Position annotation records:
- - -

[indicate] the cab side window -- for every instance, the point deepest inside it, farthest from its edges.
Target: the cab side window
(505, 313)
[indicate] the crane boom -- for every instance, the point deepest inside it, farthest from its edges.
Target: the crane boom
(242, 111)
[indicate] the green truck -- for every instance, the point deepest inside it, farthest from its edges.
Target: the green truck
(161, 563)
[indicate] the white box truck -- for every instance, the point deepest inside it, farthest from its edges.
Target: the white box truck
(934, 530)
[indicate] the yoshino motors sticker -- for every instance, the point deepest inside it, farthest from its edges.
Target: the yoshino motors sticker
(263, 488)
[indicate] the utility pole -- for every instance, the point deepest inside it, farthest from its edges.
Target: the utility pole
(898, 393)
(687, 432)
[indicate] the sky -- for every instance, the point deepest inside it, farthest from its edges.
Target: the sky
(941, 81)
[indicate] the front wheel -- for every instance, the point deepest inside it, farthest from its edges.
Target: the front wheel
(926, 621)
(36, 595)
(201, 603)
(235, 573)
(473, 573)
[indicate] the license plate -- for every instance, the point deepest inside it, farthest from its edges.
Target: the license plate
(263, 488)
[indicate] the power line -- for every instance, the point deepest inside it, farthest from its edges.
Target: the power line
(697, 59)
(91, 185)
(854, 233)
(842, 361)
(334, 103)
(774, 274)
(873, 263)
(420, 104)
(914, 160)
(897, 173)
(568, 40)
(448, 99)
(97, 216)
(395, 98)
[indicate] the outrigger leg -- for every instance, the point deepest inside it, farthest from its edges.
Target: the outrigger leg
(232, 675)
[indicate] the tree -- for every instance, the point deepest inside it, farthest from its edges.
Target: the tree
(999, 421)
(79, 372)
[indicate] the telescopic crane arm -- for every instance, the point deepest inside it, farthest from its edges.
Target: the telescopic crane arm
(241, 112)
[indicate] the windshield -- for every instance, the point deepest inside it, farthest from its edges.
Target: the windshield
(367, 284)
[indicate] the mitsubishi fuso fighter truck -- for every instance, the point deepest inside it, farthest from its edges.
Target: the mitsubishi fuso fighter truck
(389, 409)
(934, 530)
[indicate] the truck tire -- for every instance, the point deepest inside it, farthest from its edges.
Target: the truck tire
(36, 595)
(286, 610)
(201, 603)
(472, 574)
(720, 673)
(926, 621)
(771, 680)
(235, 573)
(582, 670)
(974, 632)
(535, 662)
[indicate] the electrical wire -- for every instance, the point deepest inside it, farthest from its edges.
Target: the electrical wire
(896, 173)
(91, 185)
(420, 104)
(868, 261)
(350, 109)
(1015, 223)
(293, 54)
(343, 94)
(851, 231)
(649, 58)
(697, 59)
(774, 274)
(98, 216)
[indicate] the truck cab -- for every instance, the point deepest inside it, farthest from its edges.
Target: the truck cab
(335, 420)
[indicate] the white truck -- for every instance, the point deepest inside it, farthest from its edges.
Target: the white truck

- - -

• _Set task_
Please print, unchanged, the stretch from the line containing "[indicate] the white truck" through the last line, with both ends included.

• _Solution_
[indicate] the white truck -- for every instance, the point deepest inside it, farthest from its edges.
Target: the white truck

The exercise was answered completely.